## TASK
Starting with the line that contains "One point belongs to each instance of the yellow" and continuing through the end of the rows, write those lines out again with "stucco" changed to "plaster" and everything else left as it is.

=-=-=-=-=

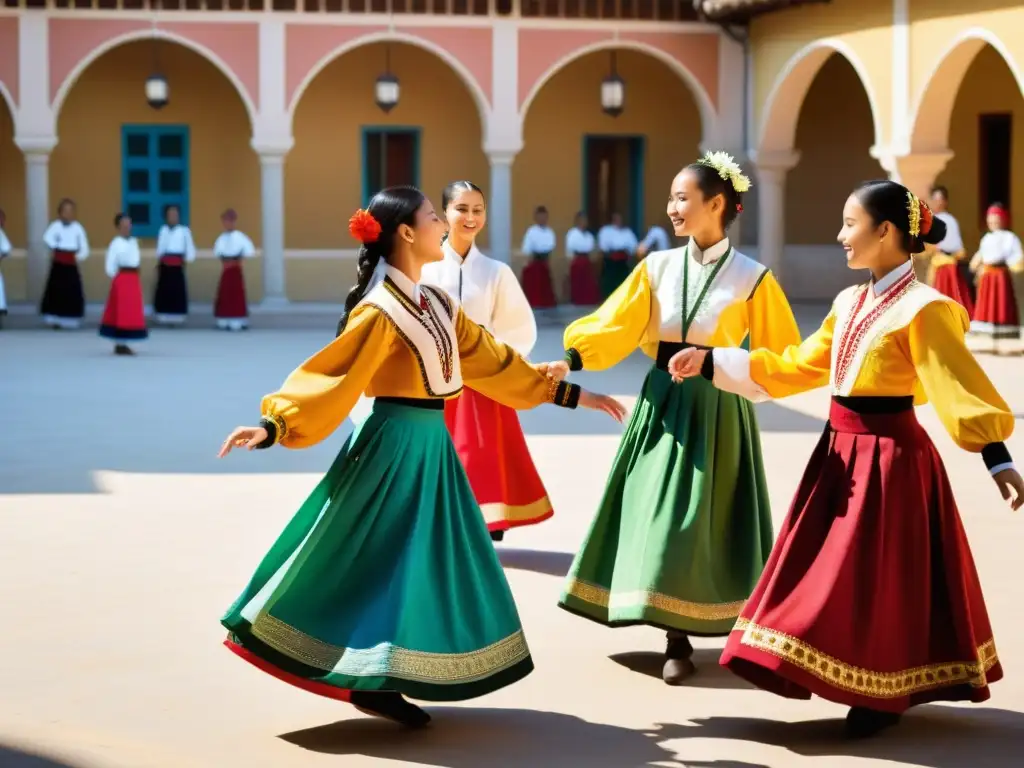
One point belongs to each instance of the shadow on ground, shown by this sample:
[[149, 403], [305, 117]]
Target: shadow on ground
[[932, 736], [13, 758]]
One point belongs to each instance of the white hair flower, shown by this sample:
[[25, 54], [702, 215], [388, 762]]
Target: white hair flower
[[728, 169]]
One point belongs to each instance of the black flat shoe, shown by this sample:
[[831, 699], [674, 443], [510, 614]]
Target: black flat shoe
[[864, 723], [390, 706]]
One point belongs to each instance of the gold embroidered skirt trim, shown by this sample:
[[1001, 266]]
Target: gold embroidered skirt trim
[[595, 595], [390, 660], [868, 682]]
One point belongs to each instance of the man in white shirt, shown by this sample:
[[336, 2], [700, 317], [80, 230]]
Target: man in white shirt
[[952, 244]]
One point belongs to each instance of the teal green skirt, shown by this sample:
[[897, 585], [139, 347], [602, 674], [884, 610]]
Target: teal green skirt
[[684, 528], [386, 578]]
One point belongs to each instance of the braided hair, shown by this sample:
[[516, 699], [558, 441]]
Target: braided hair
[[391, 208]]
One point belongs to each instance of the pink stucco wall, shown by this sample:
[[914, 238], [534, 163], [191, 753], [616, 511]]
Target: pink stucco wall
[[8, 55], [542, 49], [73, 40], [307, 45]]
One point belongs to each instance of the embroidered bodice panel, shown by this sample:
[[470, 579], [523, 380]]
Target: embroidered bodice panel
[[732, 287]]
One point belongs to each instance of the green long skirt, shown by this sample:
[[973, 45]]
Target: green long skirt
[[386, 578], [613, 273], [684, 527]]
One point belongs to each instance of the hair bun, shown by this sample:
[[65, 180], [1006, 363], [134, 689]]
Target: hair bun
[[364, 227]]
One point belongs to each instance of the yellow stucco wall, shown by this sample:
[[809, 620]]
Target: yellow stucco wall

=-=-=-=-=

## COMPLETED TASK
One point belongs to each instance of the yellow plaster wall, shown by this sample:
[[809, 620]]
Target: yellow plaster wall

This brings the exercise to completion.